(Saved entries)
--*--

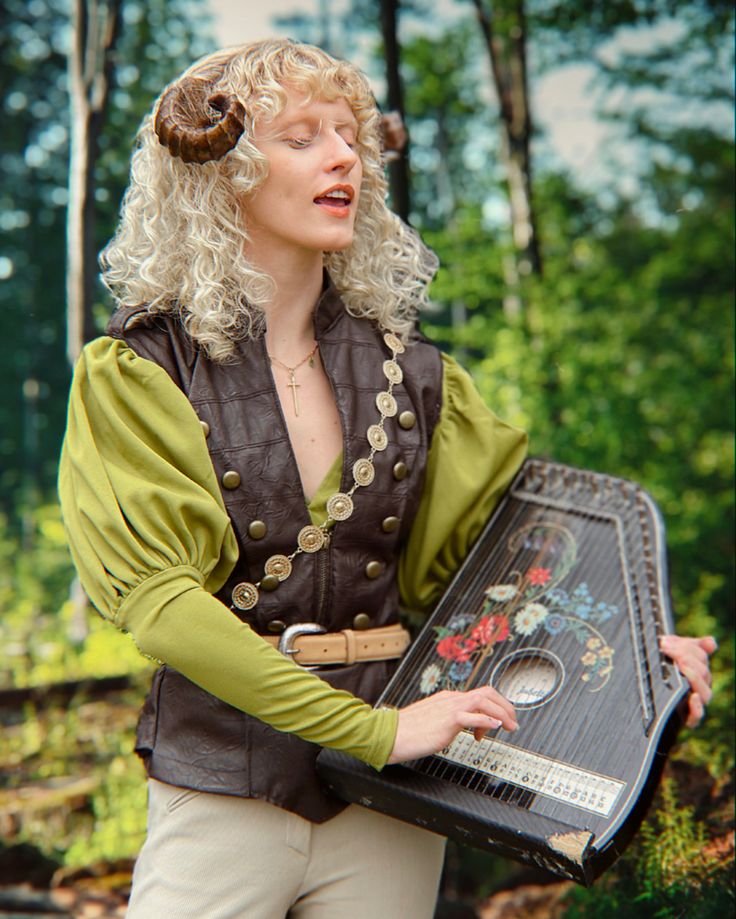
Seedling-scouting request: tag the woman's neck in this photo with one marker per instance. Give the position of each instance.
(290, 312)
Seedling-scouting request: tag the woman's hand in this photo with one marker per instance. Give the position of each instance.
(429, 725)
(690, 656)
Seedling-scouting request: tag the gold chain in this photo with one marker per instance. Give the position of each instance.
(292, 384)
(340, 505)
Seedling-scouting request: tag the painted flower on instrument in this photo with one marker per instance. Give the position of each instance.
(491, 629)
(538, 576)
(455, 648)
(527, 619)
(460, 621)
(460, 671)
(430, 679)
(501, 593)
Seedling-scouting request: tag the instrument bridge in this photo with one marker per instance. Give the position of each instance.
(589, 791)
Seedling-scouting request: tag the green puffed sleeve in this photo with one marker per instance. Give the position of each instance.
(152, 541)
(472, 459)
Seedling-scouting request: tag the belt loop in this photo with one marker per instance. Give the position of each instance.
(349, 645)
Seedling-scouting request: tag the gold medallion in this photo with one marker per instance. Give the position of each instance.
(363, 472)
(279, 566)
(340, 506)
(377, 437)
(310, 539)
(392, 372)
(386, 404)
(394, 343)
(245, 595)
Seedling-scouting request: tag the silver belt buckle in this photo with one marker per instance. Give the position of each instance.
(291, 633)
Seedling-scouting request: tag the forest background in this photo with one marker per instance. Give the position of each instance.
(594, 309)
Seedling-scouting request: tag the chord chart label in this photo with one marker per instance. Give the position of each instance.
(541, 774)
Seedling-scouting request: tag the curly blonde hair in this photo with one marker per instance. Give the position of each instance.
(179, 246)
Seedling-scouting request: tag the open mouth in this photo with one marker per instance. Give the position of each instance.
(338, 198)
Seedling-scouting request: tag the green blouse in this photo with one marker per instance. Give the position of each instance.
(152, 541)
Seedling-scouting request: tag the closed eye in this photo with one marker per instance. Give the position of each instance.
(299, 142)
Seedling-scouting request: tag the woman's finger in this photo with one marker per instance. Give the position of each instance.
(696, 710)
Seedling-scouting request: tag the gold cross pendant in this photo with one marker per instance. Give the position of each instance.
(293, 386)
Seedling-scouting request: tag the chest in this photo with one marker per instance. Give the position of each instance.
(310, 416)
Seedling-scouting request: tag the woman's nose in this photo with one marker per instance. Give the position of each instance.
(341, 155)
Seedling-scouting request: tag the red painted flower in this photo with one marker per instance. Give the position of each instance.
(454, 648)
(491, 629)
(538, 576)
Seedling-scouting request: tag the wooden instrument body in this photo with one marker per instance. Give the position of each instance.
(560, 606)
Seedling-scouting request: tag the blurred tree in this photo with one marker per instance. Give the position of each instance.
(95, 31)
(158, 38)
(504, 29)
(398, 167)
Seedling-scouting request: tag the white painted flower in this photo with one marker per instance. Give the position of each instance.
(527, 619)
(500, 593)
(430, 679)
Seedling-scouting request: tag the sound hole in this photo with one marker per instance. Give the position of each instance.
(528, 678)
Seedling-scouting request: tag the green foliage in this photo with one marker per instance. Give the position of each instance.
(159, 38)
(668, 873)
(84, 797)
(46, 633)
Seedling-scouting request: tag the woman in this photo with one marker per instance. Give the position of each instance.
(263, 458)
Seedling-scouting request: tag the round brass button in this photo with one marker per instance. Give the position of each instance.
(230, 479)
(401, 470)
(390, 524)
(257, 529)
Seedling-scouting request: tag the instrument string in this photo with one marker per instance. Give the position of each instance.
(497, 568)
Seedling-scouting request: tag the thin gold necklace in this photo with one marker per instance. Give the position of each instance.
(292, 384)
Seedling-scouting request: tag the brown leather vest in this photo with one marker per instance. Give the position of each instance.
(188, 737)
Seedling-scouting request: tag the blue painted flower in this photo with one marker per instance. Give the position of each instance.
(554, 623)
(460, 671)
(558, 597)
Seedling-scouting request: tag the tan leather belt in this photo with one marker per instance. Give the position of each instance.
(309, 645)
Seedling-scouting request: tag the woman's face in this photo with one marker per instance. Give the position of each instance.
(309, 199)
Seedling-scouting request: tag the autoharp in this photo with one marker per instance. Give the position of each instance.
(559, 606)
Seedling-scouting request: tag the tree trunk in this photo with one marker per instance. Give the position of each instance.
(504, 33)
(399, 167)
(96, 26)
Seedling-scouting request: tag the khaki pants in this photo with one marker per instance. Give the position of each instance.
(219, 857)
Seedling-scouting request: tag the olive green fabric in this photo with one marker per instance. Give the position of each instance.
(152, 541)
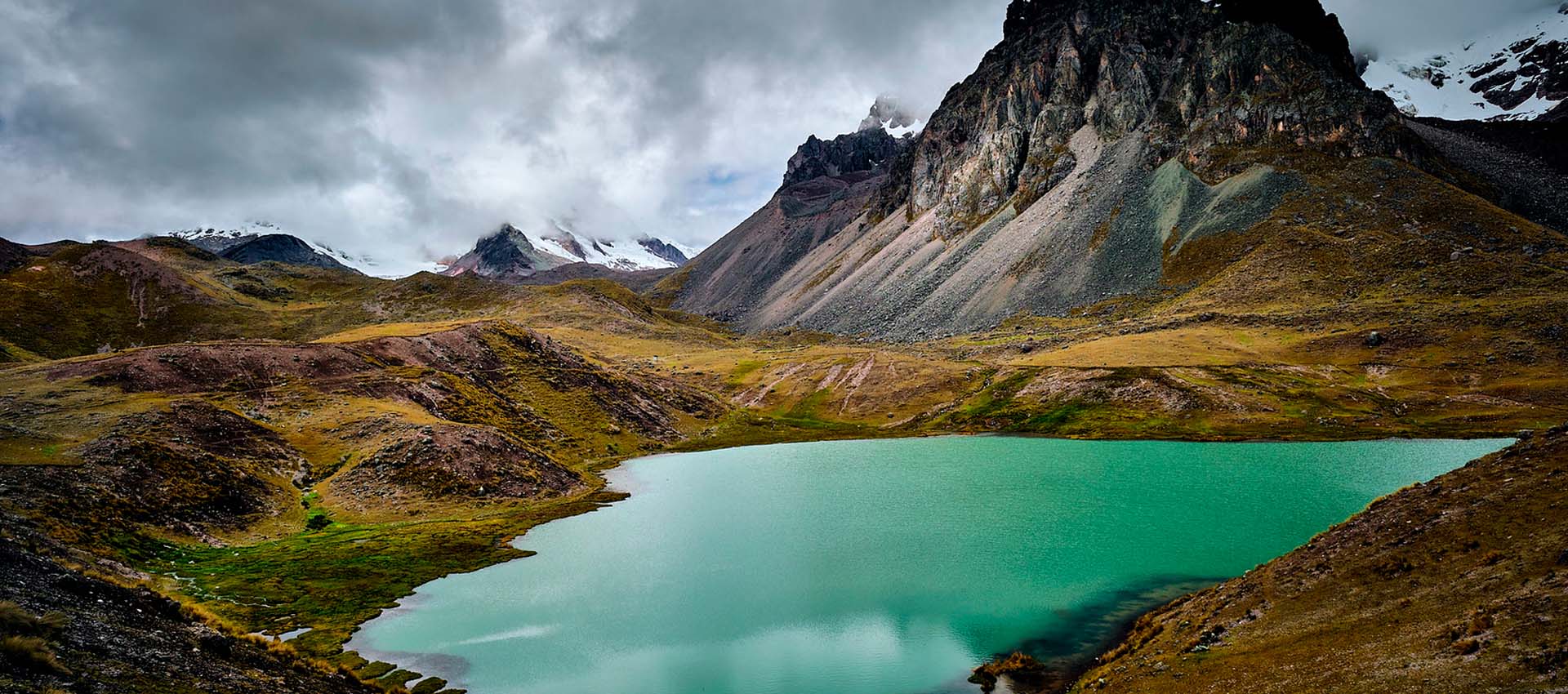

--*--

• [Exercise goal]
Could the entries be output exactly as written, but without their images?

• [Written solution]
Seedling-scouting request: tag the woman's neck in this photo with one marker per instance. Give the position of each instance.
(290, 312)
Seedling-scouting request: tag the woman's hand in this photo with one marker per instance. Give the position of each instance.
(429, 725)
(690, 656)
Seedling-scouting request: tag the gold chain in this photo with one marker per instance. Give the position of each instance.
(292, 384)
(340, 505)
Seedling-scouting request: tag the painted flower on instrument in this photo with one marker per instance. Give the position of each instance.
(491, 629)
(538, 576)
(455, 648)
(527, 619)
(460, 621)
(460, 671)
(430, 679)
(501, 593)
Seedling-scouting request: tag the instrument bridge in this photo with one marker per instance. Give the position of each instance.
(589, 791)
Seedling-scouting request: tag the green puffed sleeve in this photo with one marker per instance. Give the position of each instance.
(152, 541)
(472, 459)
Seedling-scouting request: tag the belt loop in this photo with one marker per instance. Give the position of each instance.
(349, 645)
Seedling-scouting request: tag the gold medallion in this photo with one marker per instance. Give the position of each instance.
(363, 472)
(279, 566)
(340, 506)
(377, 437)
(310, 539)
(392, 372)
(386, 404)
(394, 343)
(245, 595)
Seedling-scouting request: tag the silver belt buckle in this photo with one marker per instance. Give the position of each instance.
(291, 633)
Seedling-scouting request: tag the forest background in this photo with one marker per instance. Give the position of each instance.
(594, 309)
Seedling-scouting request: tag the chord chart label in this photo with one marker per instance. Give the position of each instance.
(541, 774)
Seedling-scouting request: tag the curly blonde hair in this photo with one marker per instance. Give the position of each instance.
(179, 246)
Seedling-scouting request: tag the open mouth in this photo with one marker per instance. Give the position of each instance.
(338, 198)
Seedling-scouting request: tag the green blouse in this photo with one marker per instance. Give the position of each instance.
(152, 541)
Seedling-scouting request: tag the closed eye in this photo with one marker per instance. Give the position of each instance.
(299, 142)
Seedling-scouting request: tag the woman's finger in this photo with one marker per instance. Give the position of each instance.
(696, 710)
Seedling-scouting request: tag the gold cross pendant in this photo with one marker per instance. Give the position of each instance.
(293, 386)
Seedling-scouting request: tag the chest in this photo with one marker per instance. Give the position of each instance.
(310, 416)
Seedling-scouting request: tag the woman's nose in this photo with one marker per instance. Give the position of each instance.
(341, 155)
Seedling-scouting request: tag the red painted flower in this photo with one marker per instance. Give the position of each instance.
(454, 648)
(491, 629)
(538, 576)
Seedling-scouting request: tag the wooden instrument body in this photo with one marker per instance. Give the position of each instance.
(560, 606)
Seedling-scouting request: tag the blurred tree in this photo with one marker per instance. Give the position of each instance.
(95, 31)
(158, 38)
(504, 29)
(398, 167)
Seedling-scouting request: tag the white painted flower in this photo with one marker per instance. Give the position of each instance.
(527, 619)
(500, 593)
(430, 679)
Seedling-scouting request: tag the sound hole in this photo with one marker per instance. Give the position of each instance.
(528, 678)
Seedling-scouting request: tag the green foliage in this photo with one marker per instance. Give the position of each instance.
(159, 38)
(668, 873)
(84, 797)
(46, 633)
Seedling-scouting request: tag the woman in this photo with one marker per instance. Give the position of each instance.
(263, 458)
Seedling-scouting request: tag the round brass button in this photo with one marker per instance. Give the position of each instance.
(230, 479)
(401, 470)
(390, 524)
(257, 529)
Seedling-scouting request: tag the instrument string in this photo with one marker per instance. Give the position of each instance.
(497, 568)
Seedling-scouting request: tag the thin gold necklace in this photo with one marker per instance. Give the position of each instance.
(292, 384)
Seedling-scouting request: tag the brown leather vest in this photo with one marker per instance. Give the position of each instance.
(188, 737)
Seedling-scouting request: tag the blue painted flower in this photo with one marker per instance. Give the position of each instance.
(554, 623)
(460, 671)
(558, 597)
Seedling-scouting request: tag the tan leather belt in this photo with one marker per instance. Give the position of each instance.
(309, 645)
Seedling-scouting request: tag the woman's face in this photo with one marker per instance. Give the position of each instance.
(309, 199)
Seedling-scouting request: tag the autoharp in this photo with one marker per instance. Give the position of each instance.
(559, 606)
Seedling-scouting request: tag the tree trunk in this photo with one marker per instance. Give the position of each instance.
(504, 33)
(399, 167)
(96, 26)
Seedling-scouting request: tag the khaki pants in this photo with one marker per instance. Give the position of each instance.
(219, 857)
Seedling-scouting request: tag the olive green fabric in this photo with one marker per instance. Give the position of each instance.
(152, 541)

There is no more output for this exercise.